(Part of a data file)
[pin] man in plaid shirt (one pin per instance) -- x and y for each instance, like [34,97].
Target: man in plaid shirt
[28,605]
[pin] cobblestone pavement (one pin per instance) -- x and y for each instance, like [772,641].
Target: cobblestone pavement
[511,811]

---

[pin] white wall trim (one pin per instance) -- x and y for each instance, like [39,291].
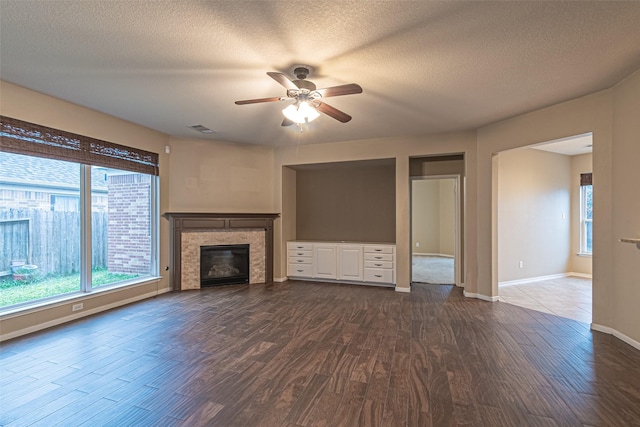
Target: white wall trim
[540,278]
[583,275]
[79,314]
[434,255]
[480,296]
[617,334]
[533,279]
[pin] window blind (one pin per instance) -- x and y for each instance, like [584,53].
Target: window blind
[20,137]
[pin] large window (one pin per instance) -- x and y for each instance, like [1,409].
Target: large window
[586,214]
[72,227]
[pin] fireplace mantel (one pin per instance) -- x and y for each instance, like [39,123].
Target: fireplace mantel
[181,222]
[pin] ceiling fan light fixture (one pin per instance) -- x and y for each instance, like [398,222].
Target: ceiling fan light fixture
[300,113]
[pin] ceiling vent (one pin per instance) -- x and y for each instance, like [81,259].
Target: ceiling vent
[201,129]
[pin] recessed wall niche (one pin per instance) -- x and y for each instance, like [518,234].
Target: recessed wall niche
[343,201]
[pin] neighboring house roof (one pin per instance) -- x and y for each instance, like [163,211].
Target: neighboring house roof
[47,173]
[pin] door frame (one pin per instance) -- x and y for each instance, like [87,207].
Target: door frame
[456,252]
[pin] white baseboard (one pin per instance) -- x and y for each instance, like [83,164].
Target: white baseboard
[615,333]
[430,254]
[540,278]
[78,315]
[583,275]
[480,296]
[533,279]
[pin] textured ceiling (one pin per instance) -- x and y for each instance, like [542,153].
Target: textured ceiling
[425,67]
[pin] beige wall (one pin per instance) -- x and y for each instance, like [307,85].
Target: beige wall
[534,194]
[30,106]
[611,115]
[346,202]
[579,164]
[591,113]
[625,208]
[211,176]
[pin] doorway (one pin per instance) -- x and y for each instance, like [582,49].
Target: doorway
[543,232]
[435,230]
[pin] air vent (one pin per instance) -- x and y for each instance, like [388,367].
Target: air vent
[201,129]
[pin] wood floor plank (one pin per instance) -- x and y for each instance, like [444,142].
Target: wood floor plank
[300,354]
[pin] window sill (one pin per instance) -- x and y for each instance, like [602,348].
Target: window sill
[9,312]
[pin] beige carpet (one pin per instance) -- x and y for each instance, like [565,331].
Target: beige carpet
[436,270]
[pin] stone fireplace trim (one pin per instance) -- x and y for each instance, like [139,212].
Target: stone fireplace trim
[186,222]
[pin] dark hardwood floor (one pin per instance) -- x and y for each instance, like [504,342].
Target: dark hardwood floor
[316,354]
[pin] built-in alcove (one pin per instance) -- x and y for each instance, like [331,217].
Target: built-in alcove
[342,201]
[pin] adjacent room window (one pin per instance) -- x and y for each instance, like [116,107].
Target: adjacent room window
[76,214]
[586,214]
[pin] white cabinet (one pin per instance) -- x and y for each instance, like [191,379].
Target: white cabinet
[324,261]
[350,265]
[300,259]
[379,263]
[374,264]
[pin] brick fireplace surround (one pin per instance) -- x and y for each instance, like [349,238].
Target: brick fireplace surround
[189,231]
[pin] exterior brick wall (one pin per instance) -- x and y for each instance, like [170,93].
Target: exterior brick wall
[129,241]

* **SET EXERCISE**:
Report every line of the listing above that contains the string "carpet", treating uppercase and lowercase as different.

* **EXPECTED ANSWER**:
[pin] beige carpet (one pin per instance) -- x and y for each instance, like [565,331].
Target: beige carpet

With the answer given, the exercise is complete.